## Source excerpt:
----------------

Two weeks ago, at the urging of The HSUS, the House passed legislation by a vote of 416-3 to reinstate a federal prohibition on gruesome animal crush videos that have made a comeback since the federal courts overturned the 1999 law Congress passed to ban their production and sale. The U.S. Supreme Court granted an appeal on this case and in a ruling in April declared the 1999 federal anti-cruelty law invalid and unconstitutional, creating an opening for peddlers of this smut to get back into this business.
Despite the near universal view among the public that individuals should not be able to profit from illegal, malicious, and obscene acts of animal cruelty, The New York Times (“Disgusting But Not Illegal,” Aug.1) and Los Angeles Times ("Cruelty and the Constitution," Aug. 3) editorialized this week against the bill, arguing that the legislation is somehow unconstitutional because “obscenity is limited in American law to certain prurient sexual content,” that an animal crush video “does not fit that category,” and that the bill is trying to expand the concept of obscenity by “simply declar[ing]” all animal crush videos obscene.

----------------

## Material:
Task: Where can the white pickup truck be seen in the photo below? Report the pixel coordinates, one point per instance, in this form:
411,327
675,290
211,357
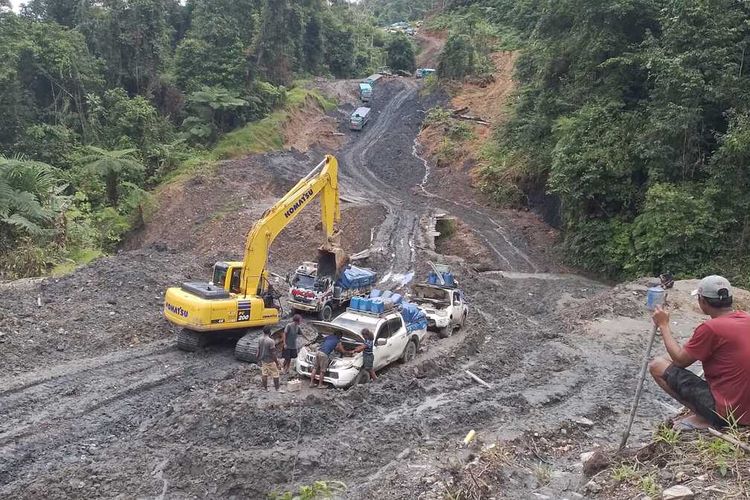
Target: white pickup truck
395,339
444,305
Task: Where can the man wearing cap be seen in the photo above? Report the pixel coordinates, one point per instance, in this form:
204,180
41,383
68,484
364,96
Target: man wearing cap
269,362
722,344
291,332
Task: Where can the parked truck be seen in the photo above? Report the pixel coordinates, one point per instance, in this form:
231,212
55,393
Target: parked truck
322,288
424,72
365,92
372,79
442,301
399,329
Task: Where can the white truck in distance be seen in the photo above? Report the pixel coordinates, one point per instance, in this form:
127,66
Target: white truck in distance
398,336
444,306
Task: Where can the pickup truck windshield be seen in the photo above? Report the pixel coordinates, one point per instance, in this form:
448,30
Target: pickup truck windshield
304,281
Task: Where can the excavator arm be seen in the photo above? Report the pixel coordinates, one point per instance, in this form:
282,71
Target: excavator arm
323,181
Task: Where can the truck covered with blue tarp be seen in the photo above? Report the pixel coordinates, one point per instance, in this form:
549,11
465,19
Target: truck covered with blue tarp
322,288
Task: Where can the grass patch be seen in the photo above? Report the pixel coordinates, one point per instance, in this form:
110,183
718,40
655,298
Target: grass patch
319,490
685,455
76,258
257,137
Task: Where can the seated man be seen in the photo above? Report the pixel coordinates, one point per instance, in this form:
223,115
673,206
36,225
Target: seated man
722,344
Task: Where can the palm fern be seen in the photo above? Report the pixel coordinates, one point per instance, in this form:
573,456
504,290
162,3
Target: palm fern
113,167
28,192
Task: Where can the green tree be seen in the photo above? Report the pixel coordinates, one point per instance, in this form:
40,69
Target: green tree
30,196
401,53
114,168
458,58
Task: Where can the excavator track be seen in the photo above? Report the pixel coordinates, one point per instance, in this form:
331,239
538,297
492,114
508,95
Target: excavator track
189,340
247,347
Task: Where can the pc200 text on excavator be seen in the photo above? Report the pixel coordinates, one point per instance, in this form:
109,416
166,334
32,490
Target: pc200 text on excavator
235,300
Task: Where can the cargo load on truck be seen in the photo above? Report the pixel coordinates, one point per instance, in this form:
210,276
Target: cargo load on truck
379,302
359,118
327,285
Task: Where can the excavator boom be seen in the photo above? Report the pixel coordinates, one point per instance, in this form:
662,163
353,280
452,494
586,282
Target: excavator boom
238,296
322,181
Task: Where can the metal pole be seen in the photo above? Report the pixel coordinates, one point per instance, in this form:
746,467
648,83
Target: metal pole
646,358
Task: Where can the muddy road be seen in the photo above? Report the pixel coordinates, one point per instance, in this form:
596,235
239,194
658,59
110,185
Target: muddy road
114,410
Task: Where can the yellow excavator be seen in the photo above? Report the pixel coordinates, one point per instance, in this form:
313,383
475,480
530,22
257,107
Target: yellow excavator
240,298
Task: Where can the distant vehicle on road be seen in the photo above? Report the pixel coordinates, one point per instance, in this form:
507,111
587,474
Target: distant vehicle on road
442,301
372,79
359,118
365,92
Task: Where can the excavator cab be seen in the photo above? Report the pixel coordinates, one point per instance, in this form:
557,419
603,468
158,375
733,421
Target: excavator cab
227,276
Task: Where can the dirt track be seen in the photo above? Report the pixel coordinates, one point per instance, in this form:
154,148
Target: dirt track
103,405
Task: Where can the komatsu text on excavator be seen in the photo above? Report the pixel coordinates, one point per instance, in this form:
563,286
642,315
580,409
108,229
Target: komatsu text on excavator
237,298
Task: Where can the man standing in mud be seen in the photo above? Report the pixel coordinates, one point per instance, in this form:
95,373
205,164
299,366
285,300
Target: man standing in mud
291,332
323,357
269,363
722,344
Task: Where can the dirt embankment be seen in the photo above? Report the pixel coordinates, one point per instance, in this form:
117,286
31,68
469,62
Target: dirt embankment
431,44
455,148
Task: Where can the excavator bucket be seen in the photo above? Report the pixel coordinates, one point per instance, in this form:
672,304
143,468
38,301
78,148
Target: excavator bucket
331,257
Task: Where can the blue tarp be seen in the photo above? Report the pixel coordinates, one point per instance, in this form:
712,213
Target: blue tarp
356,277
414,317
433,279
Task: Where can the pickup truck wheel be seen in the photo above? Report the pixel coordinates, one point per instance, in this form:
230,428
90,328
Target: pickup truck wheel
446,332
410,352
326,313
247,347
362,378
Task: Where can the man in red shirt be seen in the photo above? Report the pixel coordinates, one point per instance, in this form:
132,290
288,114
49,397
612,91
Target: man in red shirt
722,344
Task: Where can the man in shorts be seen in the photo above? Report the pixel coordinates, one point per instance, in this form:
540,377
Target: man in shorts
722,344
291,332
368,355
269,363
323,356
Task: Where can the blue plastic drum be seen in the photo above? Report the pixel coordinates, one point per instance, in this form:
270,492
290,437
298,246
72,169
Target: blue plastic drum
655,297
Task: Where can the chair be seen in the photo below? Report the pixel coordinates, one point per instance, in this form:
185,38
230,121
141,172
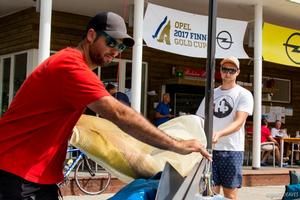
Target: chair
265,148
295,148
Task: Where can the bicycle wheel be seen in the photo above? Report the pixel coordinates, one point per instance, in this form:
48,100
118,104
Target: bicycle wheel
91,178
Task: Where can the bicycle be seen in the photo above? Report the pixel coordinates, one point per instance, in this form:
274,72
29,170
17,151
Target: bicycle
86,182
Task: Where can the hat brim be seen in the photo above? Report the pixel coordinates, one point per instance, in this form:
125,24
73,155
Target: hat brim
127,40
230,61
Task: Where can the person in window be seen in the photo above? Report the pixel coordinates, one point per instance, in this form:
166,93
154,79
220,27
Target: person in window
35,129
266,136
122,97
162,111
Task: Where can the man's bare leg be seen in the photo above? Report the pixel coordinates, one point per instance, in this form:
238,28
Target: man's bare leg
217,189
230,193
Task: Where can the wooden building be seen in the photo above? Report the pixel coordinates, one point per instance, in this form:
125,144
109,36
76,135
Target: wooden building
19,43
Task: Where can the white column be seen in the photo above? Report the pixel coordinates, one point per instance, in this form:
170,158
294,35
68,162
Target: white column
45,29
137,55
257,85
122,75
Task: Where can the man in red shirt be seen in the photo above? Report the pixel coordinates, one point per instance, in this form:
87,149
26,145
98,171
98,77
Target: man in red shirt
266,136
34,131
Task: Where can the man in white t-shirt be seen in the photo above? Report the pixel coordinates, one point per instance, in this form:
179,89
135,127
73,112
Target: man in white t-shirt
232,105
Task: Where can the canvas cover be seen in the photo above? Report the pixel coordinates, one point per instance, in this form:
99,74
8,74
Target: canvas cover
126,157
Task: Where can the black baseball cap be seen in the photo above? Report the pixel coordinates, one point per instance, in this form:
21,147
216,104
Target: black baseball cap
112,24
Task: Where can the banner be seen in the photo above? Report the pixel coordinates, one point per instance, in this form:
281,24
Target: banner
281,45
186,34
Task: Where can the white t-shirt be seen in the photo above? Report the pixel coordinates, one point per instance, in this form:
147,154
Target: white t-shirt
226,104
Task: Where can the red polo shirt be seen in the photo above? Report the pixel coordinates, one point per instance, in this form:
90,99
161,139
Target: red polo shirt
34,131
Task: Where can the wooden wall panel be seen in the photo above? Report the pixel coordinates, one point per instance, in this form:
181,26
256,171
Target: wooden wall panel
19,31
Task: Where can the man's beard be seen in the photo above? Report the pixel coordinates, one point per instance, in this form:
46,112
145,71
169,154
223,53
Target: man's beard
95,58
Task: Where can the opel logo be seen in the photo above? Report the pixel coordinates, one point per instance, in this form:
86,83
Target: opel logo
224,40
292,48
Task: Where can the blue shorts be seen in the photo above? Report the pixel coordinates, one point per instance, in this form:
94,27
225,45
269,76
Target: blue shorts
227,168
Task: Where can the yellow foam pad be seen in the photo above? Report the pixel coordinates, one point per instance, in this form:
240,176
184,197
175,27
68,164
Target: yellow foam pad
128,158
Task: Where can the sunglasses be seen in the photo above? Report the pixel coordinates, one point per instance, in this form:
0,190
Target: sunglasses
226,70
112,43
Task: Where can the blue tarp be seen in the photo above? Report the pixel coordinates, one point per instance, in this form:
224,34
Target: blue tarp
139,189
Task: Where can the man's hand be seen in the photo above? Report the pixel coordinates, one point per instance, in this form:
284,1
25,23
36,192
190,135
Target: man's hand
189,146
216,137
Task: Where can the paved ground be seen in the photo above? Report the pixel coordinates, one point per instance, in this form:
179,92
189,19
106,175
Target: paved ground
246,193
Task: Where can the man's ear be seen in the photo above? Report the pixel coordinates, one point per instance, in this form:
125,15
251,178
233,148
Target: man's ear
91,35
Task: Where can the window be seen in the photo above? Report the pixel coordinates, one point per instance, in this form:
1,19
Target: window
278,90
13,71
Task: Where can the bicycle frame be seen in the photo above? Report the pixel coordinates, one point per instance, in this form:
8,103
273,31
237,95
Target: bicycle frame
74,163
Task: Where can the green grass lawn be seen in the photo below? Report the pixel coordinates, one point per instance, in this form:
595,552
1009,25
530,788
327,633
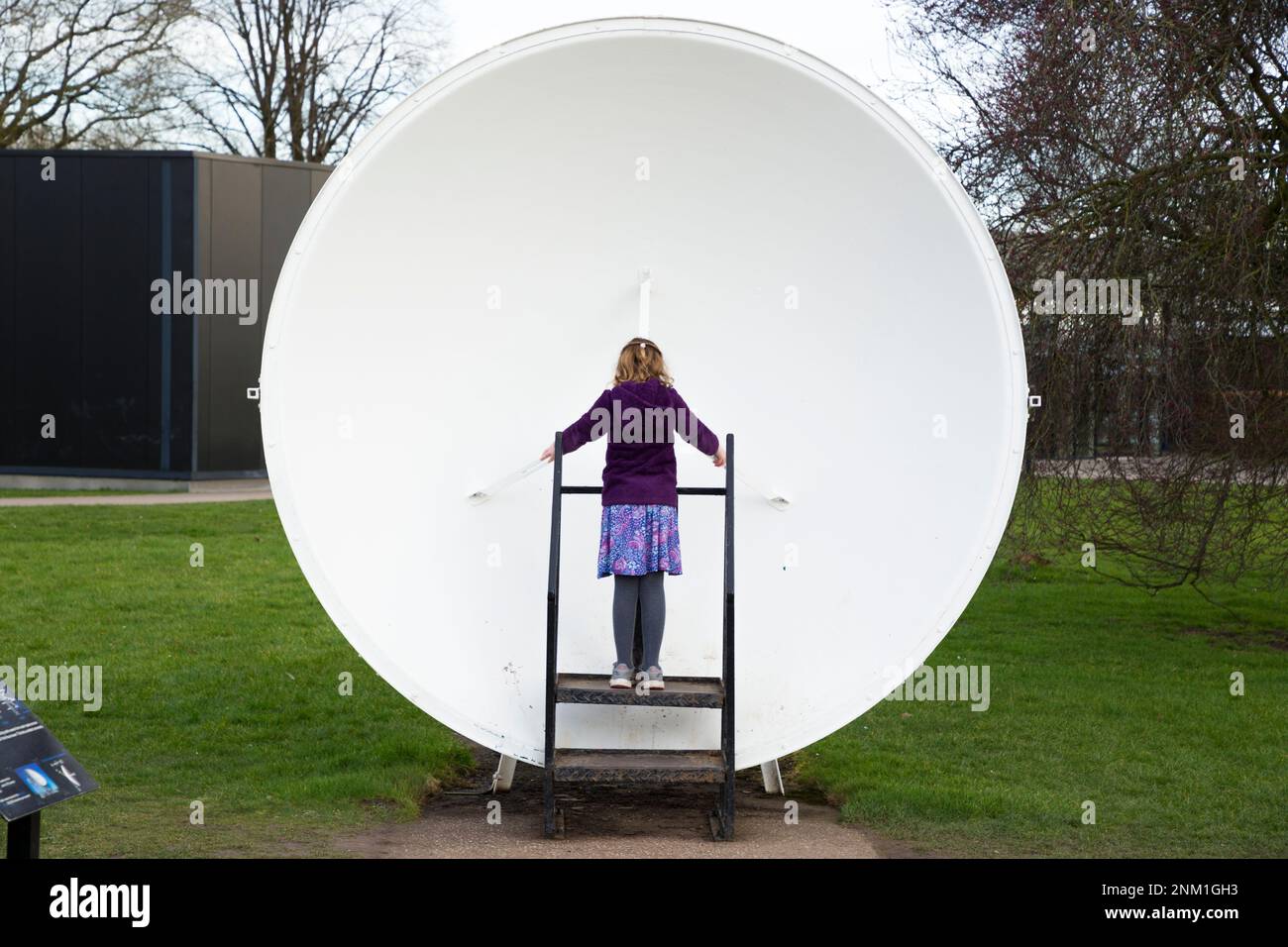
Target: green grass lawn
222,685
1099,692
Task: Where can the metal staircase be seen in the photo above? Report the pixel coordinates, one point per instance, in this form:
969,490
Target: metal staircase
619,767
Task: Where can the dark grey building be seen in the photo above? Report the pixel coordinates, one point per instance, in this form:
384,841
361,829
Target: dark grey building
104,371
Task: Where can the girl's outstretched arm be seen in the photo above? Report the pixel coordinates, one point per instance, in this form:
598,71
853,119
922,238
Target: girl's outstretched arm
692,429
585,428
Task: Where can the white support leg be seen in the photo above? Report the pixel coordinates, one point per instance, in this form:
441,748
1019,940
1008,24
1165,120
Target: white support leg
503,777
645,294
773,779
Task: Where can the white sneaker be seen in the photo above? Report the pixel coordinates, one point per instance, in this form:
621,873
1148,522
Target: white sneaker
619,680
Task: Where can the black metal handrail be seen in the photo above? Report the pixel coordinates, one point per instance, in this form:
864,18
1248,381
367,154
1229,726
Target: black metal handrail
726,715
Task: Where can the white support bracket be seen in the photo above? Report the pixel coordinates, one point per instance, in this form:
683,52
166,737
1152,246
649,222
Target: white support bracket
503,777
773,777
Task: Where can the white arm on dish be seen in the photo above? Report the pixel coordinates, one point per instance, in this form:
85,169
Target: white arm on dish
507,480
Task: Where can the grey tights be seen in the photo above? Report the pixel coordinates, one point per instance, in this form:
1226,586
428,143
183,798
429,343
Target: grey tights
647,590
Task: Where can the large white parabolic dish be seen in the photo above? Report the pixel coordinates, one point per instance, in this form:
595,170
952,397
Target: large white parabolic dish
820,286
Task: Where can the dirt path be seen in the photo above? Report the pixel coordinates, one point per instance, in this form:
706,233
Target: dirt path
655,822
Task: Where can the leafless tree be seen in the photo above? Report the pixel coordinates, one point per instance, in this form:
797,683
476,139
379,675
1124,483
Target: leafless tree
1137,140
82,71
303,77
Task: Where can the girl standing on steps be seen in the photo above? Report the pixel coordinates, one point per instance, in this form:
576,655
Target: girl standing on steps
639,535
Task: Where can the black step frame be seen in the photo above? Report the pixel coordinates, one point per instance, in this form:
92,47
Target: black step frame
722,815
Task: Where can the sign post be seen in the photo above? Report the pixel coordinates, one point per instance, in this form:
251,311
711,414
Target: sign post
35,772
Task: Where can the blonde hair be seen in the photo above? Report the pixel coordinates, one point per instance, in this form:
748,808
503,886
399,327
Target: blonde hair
642,360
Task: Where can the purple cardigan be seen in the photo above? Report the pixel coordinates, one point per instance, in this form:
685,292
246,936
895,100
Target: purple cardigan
642,419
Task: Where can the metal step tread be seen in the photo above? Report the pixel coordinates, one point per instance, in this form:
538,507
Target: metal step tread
681,692
639,766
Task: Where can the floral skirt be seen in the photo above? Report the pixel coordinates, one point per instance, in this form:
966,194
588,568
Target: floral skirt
636,539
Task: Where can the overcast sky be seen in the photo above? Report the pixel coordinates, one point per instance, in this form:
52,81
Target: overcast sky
853,35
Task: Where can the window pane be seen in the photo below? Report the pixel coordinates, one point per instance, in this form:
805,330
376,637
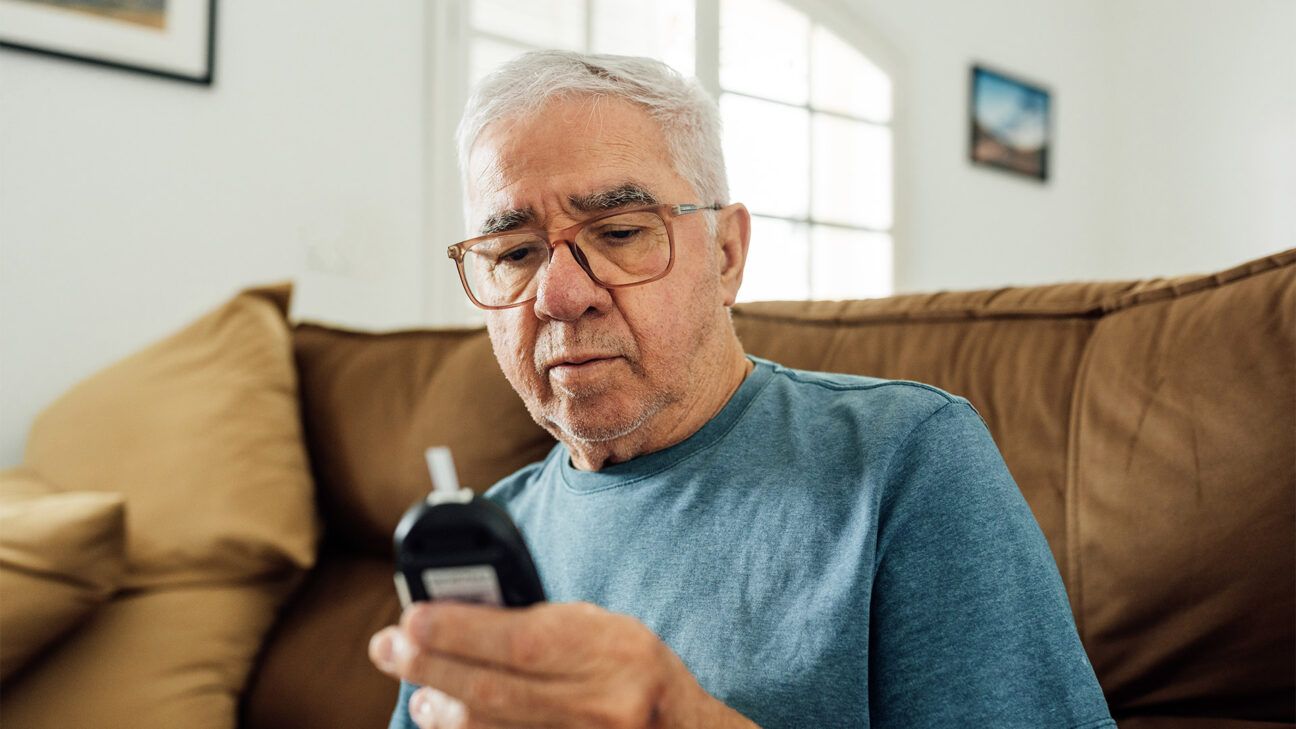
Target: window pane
661,30
544,23
765,49
486,55
852,173
843,79
776,262
846,263
766,155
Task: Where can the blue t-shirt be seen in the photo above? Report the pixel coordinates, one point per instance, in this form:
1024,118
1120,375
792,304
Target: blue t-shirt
828,550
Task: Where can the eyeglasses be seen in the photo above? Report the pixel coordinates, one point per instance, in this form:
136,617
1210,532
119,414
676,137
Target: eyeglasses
618,249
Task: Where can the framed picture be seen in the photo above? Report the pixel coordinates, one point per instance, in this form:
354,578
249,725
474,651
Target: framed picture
1011,123
166,38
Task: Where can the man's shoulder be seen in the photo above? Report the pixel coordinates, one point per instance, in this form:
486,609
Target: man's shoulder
509,487
881,401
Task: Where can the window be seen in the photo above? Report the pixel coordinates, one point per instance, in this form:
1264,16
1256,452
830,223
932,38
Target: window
806,116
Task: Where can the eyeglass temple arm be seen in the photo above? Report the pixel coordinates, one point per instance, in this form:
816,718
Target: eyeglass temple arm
688,208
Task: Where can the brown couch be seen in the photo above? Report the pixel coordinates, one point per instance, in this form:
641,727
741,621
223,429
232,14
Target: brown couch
1151,427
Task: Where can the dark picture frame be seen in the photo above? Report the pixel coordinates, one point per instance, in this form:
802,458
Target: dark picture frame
173,39
1010,123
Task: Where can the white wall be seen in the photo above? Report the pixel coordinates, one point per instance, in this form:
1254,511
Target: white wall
1204,134
128,205
971,227
1174,127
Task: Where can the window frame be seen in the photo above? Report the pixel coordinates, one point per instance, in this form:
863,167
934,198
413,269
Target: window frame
446,60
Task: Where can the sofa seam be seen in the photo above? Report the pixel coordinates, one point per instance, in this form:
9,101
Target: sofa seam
1071,489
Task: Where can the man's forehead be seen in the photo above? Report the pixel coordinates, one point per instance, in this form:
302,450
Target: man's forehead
608,197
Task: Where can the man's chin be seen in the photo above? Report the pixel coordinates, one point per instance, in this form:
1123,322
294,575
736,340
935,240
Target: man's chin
592,430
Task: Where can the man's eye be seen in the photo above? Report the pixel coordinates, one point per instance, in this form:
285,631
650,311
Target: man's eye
516,256
618,235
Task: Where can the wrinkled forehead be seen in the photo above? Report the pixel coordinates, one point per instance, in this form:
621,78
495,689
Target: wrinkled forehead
567,148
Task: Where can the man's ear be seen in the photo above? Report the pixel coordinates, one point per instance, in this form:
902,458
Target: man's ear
732,235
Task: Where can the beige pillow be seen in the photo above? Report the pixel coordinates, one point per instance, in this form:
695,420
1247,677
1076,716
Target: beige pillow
201,433
61,557
154,659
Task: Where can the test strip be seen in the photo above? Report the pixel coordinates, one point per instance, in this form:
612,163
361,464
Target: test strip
441,467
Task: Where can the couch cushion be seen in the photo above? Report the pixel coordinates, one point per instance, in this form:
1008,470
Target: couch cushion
1014,353
200,432
1183,548
150,659
323,641
373,402
61,557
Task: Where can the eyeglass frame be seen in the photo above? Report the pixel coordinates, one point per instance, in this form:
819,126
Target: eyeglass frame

----------------

## Instructions:
[1] According to the passage on the crush video legislation, by what vote did the House pass the bill?
[2] Copy the passage on the crush video legislation word for word, from "Despite the near" to "crush videos obscene.".

## Answers to the problems:
[1] 416-3

[2]
Despite the near universal view among the public that individuals should not be able to profit from illegal, malicious, and obscene acts of animal cruelty, The New York Times (“Disgusting But Not Illegal,” Aug.1) and Los Angeles Times ("Cruelty and the Constitution," Aug. 3) editorialized this week against the bill, arguing that the legislation is somehow unconstitutional because “obscenity is limited in American law to certain prurient sexual content,” that an animal crush video “does not fit that category,” and that the bill is trying to expand the concept of obscenity by “simply declar[ing]” all animal crush videos obscene.